RECORDS:
-- START --
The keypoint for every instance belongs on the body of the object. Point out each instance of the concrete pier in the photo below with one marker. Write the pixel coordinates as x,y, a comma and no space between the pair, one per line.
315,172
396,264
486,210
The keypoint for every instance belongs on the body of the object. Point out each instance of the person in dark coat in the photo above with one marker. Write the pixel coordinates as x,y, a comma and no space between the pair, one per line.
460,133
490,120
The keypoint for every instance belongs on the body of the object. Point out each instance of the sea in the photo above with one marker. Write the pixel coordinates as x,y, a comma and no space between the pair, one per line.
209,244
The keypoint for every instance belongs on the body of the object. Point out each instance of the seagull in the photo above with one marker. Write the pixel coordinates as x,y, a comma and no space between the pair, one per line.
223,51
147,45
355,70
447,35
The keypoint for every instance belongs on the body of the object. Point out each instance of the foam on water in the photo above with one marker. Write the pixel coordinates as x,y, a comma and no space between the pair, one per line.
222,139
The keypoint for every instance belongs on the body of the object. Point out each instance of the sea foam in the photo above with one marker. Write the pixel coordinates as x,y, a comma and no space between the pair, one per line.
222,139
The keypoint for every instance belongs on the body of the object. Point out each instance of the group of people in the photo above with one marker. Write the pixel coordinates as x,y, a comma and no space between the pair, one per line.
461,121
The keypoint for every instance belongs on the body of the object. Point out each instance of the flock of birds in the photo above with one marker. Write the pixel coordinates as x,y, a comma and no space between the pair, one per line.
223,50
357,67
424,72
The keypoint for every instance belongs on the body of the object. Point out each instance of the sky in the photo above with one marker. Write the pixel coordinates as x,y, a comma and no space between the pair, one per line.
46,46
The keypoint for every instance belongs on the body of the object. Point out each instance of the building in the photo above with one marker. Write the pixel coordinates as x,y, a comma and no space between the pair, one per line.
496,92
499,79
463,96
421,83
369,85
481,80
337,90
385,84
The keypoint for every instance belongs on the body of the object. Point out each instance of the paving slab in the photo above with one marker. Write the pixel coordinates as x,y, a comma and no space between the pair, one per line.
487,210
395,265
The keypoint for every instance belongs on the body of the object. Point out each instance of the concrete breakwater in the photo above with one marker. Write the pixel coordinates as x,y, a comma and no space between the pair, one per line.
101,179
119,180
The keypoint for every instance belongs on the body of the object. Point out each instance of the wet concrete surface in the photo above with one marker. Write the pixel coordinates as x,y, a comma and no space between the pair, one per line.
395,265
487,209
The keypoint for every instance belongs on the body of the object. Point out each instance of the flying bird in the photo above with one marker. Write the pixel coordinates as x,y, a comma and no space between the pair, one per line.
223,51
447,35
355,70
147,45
-- END --
-- START --
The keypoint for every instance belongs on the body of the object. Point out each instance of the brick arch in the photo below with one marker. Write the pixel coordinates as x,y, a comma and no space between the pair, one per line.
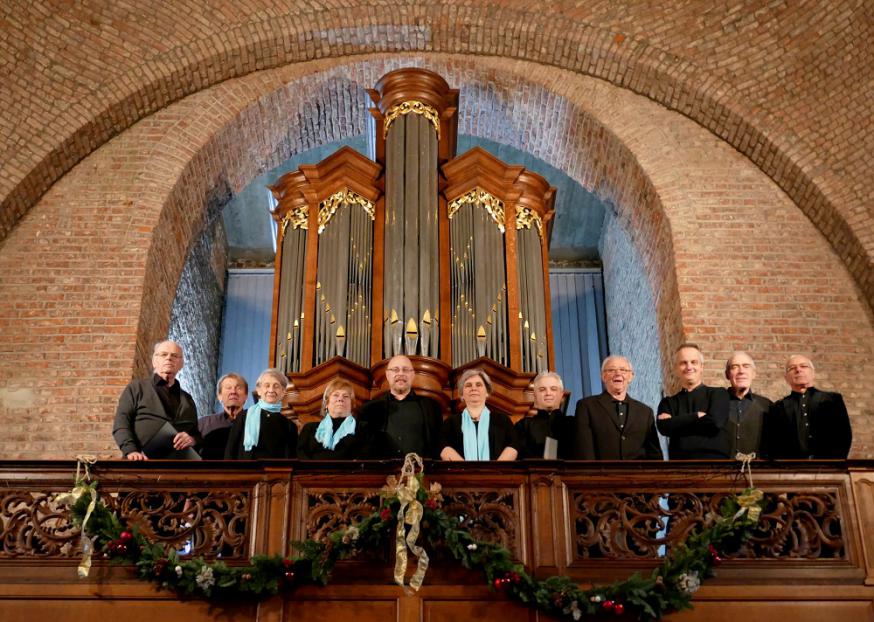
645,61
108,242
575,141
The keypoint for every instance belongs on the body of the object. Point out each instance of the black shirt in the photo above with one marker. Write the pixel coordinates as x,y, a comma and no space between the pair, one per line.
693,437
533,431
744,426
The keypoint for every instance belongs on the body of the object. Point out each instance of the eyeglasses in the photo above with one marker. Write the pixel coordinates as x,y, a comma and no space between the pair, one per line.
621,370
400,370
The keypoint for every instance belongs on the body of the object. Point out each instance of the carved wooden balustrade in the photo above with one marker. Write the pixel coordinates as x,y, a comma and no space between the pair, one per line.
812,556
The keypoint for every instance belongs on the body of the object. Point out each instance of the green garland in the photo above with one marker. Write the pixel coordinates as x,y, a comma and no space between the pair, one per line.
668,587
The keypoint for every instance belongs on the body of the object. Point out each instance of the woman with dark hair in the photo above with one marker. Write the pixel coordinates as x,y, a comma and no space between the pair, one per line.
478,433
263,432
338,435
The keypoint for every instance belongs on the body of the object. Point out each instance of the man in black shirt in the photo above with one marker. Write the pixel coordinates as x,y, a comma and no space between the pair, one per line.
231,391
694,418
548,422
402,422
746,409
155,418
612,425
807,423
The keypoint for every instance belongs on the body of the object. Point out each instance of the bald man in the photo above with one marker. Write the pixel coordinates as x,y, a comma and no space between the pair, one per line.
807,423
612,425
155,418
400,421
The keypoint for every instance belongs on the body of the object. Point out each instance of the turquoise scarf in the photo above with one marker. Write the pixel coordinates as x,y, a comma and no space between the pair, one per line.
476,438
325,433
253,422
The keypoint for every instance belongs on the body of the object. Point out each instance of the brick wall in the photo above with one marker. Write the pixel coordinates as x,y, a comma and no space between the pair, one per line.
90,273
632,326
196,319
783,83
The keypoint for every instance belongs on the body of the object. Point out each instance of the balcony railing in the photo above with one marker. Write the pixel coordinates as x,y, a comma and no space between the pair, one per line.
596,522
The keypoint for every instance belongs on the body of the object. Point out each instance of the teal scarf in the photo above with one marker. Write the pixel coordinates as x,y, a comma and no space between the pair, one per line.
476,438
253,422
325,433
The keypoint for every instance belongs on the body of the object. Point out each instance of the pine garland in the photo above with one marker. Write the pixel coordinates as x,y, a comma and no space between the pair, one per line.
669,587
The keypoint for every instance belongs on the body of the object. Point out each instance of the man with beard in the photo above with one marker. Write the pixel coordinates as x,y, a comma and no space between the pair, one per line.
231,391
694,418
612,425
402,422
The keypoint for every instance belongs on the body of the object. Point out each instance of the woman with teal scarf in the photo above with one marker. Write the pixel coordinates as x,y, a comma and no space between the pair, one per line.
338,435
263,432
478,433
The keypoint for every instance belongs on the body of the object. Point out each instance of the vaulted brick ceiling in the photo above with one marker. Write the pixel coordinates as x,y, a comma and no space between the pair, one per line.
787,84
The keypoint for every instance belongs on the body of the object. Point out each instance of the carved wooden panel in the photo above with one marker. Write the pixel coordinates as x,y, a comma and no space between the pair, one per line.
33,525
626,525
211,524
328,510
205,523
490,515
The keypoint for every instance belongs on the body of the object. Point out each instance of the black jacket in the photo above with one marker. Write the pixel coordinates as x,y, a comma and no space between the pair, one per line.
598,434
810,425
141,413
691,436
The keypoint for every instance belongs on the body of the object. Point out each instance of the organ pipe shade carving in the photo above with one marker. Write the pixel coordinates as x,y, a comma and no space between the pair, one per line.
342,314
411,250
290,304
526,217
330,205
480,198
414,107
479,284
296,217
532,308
-- END --
-- START --
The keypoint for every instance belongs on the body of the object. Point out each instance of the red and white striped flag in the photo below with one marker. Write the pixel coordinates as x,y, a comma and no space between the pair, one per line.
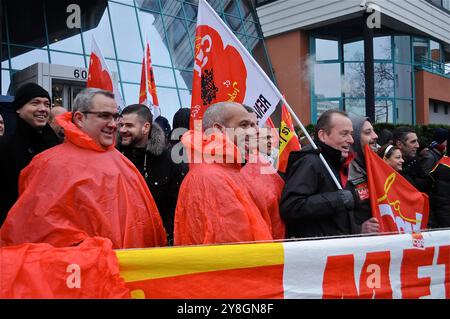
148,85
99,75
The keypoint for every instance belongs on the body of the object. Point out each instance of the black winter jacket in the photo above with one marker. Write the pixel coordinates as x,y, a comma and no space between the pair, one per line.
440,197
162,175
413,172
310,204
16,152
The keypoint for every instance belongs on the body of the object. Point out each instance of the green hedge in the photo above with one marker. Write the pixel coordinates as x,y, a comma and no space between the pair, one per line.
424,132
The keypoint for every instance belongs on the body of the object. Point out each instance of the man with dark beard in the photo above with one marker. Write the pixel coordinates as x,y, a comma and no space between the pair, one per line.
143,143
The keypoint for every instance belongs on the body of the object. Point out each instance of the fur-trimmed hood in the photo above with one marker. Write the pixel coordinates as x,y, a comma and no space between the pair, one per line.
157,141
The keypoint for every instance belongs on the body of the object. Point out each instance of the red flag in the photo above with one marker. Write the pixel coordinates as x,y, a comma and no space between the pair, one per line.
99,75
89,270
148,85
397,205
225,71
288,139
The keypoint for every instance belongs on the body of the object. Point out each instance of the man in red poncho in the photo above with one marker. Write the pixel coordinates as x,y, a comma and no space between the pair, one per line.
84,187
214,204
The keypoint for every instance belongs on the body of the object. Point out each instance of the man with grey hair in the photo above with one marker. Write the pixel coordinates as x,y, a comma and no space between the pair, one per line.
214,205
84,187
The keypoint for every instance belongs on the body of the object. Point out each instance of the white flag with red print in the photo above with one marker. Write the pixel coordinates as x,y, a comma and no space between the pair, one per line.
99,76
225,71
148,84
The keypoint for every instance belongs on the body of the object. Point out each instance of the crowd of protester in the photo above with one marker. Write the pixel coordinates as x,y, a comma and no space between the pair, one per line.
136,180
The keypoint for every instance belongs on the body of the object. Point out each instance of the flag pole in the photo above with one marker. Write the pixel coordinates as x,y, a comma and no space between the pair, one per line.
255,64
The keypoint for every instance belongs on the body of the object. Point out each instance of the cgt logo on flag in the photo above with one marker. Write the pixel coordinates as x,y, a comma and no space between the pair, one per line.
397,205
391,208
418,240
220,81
-- END --
WHAT YOU NEED TO DO: List every line in the data above that contains the word "birds", copying each one in full.

RESULT:
The keypoint for every instance belongs on the body of the object. Point out each instance of the flock of birds in the photo above with one marker. Write the pixel coordinates as x,y, a comma and no space between the pair, one per line.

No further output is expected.